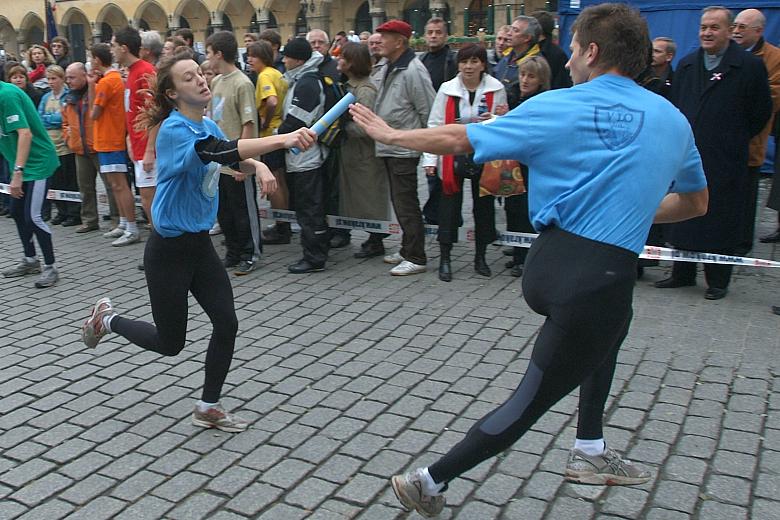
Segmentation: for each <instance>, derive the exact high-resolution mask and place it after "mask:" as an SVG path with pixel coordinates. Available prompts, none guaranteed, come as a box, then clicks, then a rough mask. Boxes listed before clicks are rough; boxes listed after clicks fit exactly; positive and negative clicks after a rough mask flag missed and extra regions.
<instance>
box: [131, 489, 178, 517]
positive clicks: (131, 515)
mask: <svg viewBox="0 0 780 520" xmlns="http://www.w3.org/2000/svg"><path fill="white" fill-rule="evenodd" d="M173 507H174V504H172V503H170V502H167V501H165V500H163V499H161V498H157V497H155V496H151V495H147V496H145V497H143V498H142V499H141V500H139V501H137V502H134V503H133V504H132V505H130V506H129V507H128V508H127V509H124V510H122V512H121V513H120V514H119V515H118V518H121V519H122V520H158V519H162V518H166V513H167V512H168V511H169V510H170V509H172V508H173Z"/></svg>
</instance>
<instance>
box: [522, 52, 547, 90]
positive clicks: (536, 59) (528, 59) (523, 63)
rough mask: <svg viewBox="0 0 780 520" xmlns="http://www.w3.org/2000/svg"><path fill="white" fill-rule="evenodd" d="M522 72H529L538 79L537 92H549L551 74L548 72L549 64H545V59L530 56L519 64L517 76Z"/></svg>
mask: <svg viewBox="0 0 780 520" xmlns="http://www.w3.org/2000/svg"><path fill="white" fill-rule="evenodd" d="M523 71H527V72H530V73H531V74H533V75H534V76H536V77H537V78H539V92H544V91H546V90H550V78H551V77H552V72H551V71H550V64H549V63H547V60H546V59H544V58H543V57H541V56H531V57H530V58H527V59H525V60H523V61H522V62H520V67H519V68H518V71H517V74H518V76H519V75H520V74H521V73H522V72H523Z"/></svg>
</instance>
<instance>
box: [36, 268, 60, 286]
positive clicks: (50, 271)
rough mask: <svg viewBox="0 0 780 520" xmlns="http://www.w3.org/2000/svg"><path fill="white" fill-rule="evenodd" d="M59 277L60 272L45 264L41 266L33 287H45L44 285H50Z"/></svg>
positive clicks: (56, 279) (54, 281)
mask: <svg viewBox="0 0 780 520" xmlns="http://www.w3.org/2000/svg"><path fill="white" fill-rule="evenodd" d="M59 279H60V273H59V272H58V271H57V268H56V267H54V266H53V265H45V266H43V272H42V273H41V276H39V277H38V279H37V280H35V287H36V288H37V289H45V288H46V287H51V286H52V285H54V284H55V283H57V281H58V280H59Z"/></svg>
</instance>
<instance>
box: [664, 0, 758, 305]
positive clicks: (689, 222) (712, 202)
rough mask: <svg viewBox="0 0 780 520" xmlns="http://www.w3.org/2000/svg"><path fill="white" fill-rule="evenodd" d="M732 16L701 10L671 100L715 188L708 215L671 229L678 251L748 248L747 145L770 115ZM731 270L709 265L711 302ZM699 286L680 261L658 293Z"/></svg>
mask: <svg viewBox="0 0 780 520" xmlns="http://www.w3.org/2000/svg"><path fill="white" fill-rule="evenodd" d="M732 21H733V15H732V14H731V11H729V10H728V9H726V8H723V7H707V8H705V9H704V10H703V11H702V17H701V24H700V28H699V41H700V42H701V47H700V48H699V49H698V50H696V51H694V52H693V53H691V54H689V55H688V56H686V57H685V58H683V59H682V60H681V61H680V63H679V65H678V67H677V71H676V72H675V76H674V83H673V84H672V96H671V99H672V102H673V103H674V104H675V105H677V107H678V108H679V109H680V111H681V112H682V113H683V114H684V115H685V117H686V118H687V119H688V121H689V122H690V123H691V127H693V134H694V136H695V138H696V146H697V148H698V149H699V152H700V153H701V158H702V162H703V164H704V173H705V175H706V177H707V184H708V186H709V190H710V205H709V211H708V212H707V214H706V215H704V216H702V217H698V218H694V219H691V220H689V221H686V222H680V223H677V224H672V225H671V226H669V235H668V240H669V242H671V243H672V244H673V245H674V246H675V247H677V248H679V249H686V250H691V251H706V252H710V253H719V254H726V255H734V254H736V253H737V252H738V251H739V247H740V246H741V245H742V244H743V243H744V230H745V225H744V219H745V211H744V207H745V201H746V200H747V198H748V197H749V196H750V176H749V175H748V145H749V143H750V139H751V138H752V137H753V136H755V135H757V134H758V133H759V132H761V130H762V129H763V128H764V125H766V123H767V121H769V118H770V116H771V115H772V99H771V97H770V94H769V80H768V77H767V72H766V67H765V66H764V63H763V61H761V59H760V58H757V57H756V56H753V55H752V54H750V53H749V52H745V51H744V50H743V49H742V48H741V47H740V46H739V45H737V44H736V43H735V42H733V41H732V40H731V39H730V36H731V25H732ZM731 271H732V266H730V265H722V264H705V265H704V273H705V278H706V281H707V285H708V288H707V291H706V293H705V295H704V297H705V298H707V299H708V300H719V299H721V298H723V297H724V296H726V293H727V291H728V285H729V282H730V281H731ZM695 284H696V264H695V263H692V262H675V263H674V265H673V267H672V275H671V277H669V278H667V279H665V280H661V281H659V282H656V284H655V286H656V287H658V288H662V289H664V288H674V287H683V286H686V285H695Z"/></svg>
▬▬▬▬▬▬▬▬▬▬
> THE PROBLEM
Everything above except the pictures must be restated exactly.

> ANSWER FOR THIS EXERCISE
Segmentation: for each <instance>, derive the exact high-resolution mask and place it after "mask:" as an SVG path with pixel coordinates. Available prompts, none guaranteed, come as a box, then clicks, then a rough mask. Boxes listed before clicks are rough; boxes listed after clicks fit exactly; positive and negative clicks after a rough mask flag missed and extra regions.
<instance>
box: [131, 489, 178, 517]
positive clicks: (131, 515)
mask: <svg viewBox="0 0 780 520" xmlns="http://www.w3.org/2000/svg"><path fill="white" fill-rule="evenodd" d="M173 507H174V504H172V503H170V502H167V501H165V500H163V499H161V498H157V497H155V496H151V495H147V496H145V497H143V498H142V499H141V500H139V501H137V502H134V503H133V504H132V505H130V506H129V507H128V508H127V509H124V510H122V512H121V513H120V514H119V515H118V518H121V519H122V520H158V519H162V518H166V513H167V512H168V511H169V510H170V509H172V508H173Z"/></svg>
</instance>
<instance>
box: [522, 52, 547, 90]
positive clicks: (536, 59) (528, 59) (523, 63)
rough mask: <svg viewBox="0 0 780 520" xmlns="http://www.w3.org/2000/svg"><path fill="white" fill-rule="evenodd" d="M522 72H529L538 79L537 92H549L551 74L548 72L549 64H545V59L530 56L519 64L517 76Z"/></svg>
mask: <svg viewBox="0 0 780 520" xmlns="http://www.w3.org/2000/svg"><path fill="white" fill-rule="evenodd" d="M523 71H527V72H530V73H531V74H533V75H534V76H536V77H537V78H539V92H544V91H546V90H550V78H551V77H552V72H551V71H550V64H549V63H547V60H546V59H544V58H543V57H541V56H531V57H530V58H527V59H525V60H523V61H522V62H520V67H519V68H518V71H517V74H518V76H519V75H520V74H521V73H522V72H523Z"/></svg>
</instance>
<instance>
box: [36, 268, 60, 286]
positive clicks: (50, 271)
rough mask: <svg viewBox="0 0 780 520" xmlns="http://www.w3.org/2000/svg"><path fill="white" fill-rule="evenodd" d="M59 277L60 272L45 264L41 266L33 287H45L44 285H50Z"/></svg>
positive clicks: (56, 279) (54, 281)
mask: <svg viewBox="0 0 780 520" xmlns="http://www.w3.org/2000/svg"><path fill="white" fill-rule="evenodd" d="M59 279H60V273H59V272H58V271H57V268H56V267H54V266H53V265H45V266H43V272H42V273H41V276H39V277H38V279H37V280H35V287H36V288H37V289H45V288H46V287H51V286H52V285H54V284H55V283H57V281H58V280H59Z"/></svg>
</instance>
<instance>
box: [664, 0, 758, 305]
positive clicks: (689, 222) (712, 202)
rough mask: <svg viewBox="0 0 780 520" xmlns="http://www.w3.org/2000/svg"><path fill="white" fill-rule="evenodd" d="M732 16L701 10L671 100L715 188L708 215L671 229L678 251L748 248L747 145L770 115ZM731 270L709 265L711 302ZM699 286L680 261L658 293Z"/></svg>
mask: <svg viewBox="0 0 780 520" xmlns="http://www.w3.org/2000/svg"><path fill="white" fill-rule="evenodd" d="M732 21H733V15H732V14H731V11H729V10H728V9H726V8H723V7H707V8H705V9H704V10H703V11H702V17H701V24H700V28H699V41H700V42H701V47H700V48H699V49H698V50H696V51H694V52H693V53H691V54H689V55H688V56H686V57H685V58H683V59H682V60H681V61H680V63H679V65H678V67H677V71H676V72H675V76H674V83H673V84H672V96H671V99H672V102H673V103H674V104H675V105H677V107H678V108H679V109H680V111H681V112H682V113H683V114H684V115H685V117H686V118H687V119H688V121H689V122H690V123H691V127H693V134H694V136H695V138H696V146H697V148H698V149H699V152H700V153H701V158H702V162H703V164H704V173H705V175H706V177H707V184H708V186H709V190H710V205H709V211H708V212H707V214H706V215H704V216H702V217H698V218H694V219H691V220H689V221H686V222H680V223H677V224H672V225H671V226H669V235H668V240H669V242H671V243H672V244H673V245H674V246H675V247H677V248H679V249H686V250H691V251H706V252H710V253H719V254H726V255H734V254H736V253H737V252H738V251H739V247H740V246H741V245H742V244H743V243H744V230H745V225H744V219H745V211H744V207H745V201H746V200H747V198H748V197H749V196H750V176H749V175H748V145H749V143H750V139H751V138H752V137H753V136H755V135H757V134H758V133H759V132H761V130H762V129H763V128H764V125H766V123H767V121H769V118H770V116H771V115H772V99H771V97H770V94H769V80H768V77H767V72H766V67H765V66H764V63H763V61H761V59H760V58H757V57H756V56H753V55H752V54H750V53H749V52H745V51H744V50H743V49H742V48H741V47H740V46H739V45H737V44H736V43H735V42H733V41H732V40H731V39H730V36H731V25H732ZM731 271H732V266H730V265H722V264H705V265H704V273H705V278H706V281H707V285H708V288H707V291H706V293H705V295H704V297H705V298H707V299H708V300H719V299H721V298H723V297H724V296H726V293H727V291H728V285H729V282H730V281H731ZM695 284H696V264H695V263H692V262H675V263H674V265H673V267H672V275H671V277H669V278H667V279H665V280H661V281H659V282H656V284H655V286H656V287H658V288H662V289H664V288H674V287H683V286H686V285H695Z"/></svg>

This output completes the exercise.